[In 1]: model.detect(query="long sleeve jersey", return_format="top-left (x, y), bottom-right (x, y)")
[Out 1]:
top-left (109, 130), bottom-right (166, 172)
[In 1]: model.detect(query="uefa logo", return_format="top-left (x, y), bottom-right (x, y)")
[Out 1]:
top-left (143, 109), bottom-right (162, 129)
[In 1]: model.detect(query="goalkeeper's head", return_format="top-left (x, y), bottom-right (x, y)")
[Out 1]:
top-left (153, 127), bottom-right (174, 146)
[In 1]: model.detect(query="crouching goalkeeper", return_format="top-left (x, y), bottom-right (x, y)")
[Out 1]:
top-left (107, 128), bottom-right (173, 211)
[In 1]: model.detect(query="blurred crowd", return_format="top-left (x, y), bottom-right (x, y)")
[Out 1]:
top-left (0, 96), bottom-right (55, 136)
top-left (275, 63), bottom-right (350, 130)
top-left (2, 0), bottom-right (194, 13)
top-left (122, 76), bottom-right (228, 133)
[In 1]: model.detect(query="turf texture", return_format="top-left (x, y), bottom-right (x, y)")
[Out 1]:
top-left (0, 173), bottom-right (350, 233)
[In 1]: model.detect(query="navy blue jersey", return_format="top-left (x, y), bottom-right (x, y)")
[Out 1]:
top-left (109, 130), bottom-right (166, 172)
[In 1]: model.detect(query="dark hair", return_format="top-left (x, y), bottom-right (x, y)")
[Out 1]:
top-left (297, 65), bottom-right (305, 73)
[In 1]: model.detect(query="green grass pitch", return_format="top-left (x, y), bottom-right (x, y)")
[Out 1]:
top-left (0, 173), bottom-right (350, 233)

◆ Work required
Rewrite the listing above as a two-column CSV with the headers request and output. Give one row per request, put each field in double quotes, and replace any line breaks within a field with spaces.

◆ Reply
request,output
"[In 1]: model.detect(query=""long sleeve jersey"", return_format=""top-left (x, y), bottom-right (x, y)"") [Out 1]:","top-left (109, 130), bottom-right (166, 172)"
"[In 1]: model.detect(query=""uefa logo"", return_format=""top-left (x, y), bottom-right (x, y)"") [Out 1]:","top-left (143, 109), bottom-right (162, 129)"
"[In 1]: model.detect(query=""goalkeeper's head"", return_format=""top-left (x, y), bottom-right (x, y)"") [Out 1]:","top-left (153, 127), bottom-right (174, 146)"
"[In 1]: model.detect(query=""crouching goalkeeper"", return_format=""top-left (x, y), bottom-right (x, y)"") [Out 1]:","top-left (107, 128), bottom-right (173, 211)"
"[In 1]: model.detect(query=""blurred crowd"", return_format=""top-left (x, y), bottom-right (x, y)"") [Out 1]:","top-left (0, 96), bottom-right (55, 136) top-left (275, 63), bottom-right (350, 130) top-left (2, 0), bottom-right (194, 13) top-left (122, 76), bottom-right (228, 133)"
"[In 1]: model.detect(query=""turf texture"", return_format=""top-left (x, y), bottom-right (x, y)"") [Out 1]:","top-left (0, 173), bottom-right (350, 233)"
"[In 1]: model.detect(query=""navy blue jersey"", return_format=""top-left (x, y), bottom-right (x, y)"") [Out 1]:","top-left (109, 130), bottom-right (166, 172)"
"[In 1]: model.detect(query=""dark hair"", return_format=""top-left (x, y), bottom-right (x, y)"") [Out 1]:","top-left (297, 65), bottom-right (305, 73)"
"[In 1]: model.detect(query=""green grass pitch"", return_format=""top-left (x, y), bottom-right (x, y)"") [Out 1]:","top-left (0, 173), bottom-right (350, 233)"